10.2 L'Utente riconosce e accetta che, data la natura del Servizio e come da prassi nel settore dei servizi
della
società dell'informazione, il Fornitore potrà effettuare interventi periodici sui propri sistemi per
garantire o
migliorare l'efficienza e la sicurezza del Servizio; tali interventi potrebbero comportare il rallentamento
o
l'interruzione del Servizio. Il Fornitore si impegna a contenere i periodi di interruzione o rallentamento
nel minore
tempo possibile e nelle fasce orarie in cui generalmente vi è minore disagio per gli Utenti. Ove
l'interruzione del
Servizio si protragga per oltre 24 ore, l'Utente avrà diritto a un'estensione dell'Abbonamento per un numero
di giorni
pari a quello dell'interruzione; in tali casi, l'Utente riconosce che l'estensione dell'Abbonamento è
l'unico rimedio in
suo favore, con la conseguente rinunzia a far valere qualsivoglia altra pretesa nei confronti del
Fornitore.
10.3 L'Utente riconosce e accetta che nessuna responsabilità è imputabile al Fornitore:
- per disservizi dell'Abbonamento derivanti da malfunzionamenti di reti elettriche e telefoniche ovvero di
ulteriori
servizi gestiti da terze parti che esulano del tutto dalla sfera di controllo e responsabilità del Fornitore
(per
esempio, disservizi della banca dell'Utente, etc...);
- per la mancata pubblicazione di contenuti editoriali che derivi da cause di forza maggiore.
10.4 In tutti gli altri casi, l'Utente riconosce che la responsabilità del Fornitore in forza del contratto
è limitata
alle sole ipotesi di dolo o colpa grave.
10.5 Ai fini dell'accertamento di eventuali disservizi, l'Utente accetta che faranno fede le risultanze dei
sistemi
informatici del Fornitore.
11. Modifica dei termini d'uso
11.1 L'Abbonamento è disciplinato dai termini d'uso approvati al momento dell'acquisto.
11.2 Durante il periodo di validità del contratto, il Fornitore si riserva di modificare i termini della
fornitura per
giustificati motivi connessi alla necessità di adeguarsi a modifiche normative o obblighi di legge, alle
mutate
condizioni del mercato di riferimento ovvero all'attuazione di piani aziendali con ricadute sull'offerta dei
contenuti.

Estratto da un dataset:
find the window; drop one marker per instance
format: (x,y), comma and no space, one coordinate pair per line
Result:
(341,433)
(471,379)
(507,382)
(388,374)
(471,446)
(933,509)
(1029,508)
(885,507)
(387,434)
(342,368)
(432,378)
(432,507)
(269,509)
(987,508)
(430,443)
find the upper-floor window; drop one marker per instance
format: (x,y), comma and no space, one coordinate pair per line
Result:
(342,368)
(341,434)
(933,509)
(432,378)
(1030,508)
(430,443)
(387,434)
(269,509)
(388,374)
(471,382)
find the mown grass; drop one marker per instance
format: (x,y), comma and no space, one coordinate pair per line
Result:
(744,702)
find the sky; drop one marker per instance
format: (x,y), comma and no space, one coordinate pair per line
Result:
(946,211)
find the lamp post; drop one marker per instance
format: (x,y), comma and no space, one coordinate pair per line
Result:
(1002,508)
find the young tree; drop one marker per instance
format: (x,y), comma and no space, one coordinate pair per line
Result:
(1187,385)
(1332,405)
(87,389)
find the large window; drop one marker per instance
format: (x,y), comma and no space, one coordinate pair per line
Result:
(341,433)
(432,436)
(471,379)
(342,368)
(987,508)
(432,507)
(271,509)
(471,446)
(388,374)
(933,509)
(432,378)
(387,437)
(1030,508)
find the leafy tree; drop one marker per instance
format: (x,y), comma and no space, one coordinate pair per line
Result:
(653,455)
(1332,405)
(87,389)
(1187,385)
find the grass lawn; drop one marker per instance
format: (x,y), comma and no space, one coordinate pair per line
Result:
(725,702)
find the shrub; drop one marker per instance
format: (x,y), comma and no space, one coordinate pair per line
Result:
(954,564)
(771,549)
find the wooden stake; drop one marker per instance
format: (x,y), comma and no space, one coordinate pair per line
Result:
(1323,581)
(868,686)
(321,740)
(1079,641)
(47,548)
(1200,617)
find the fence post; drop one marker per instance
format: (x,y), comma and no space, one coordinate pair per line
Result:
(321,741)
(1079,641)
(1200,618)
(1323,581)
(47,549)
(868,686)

• _Esercizio breve_
Nell'estratto sui termini d'uso, a che cosa ha diritto l'Utente quando l'interruzione del Servizio dura più di 24 ore?

• _Risposta completa_
Ha diritto a un'estensione dell'Abbonamento per un numero di giorni pari a quello dell'interruzione.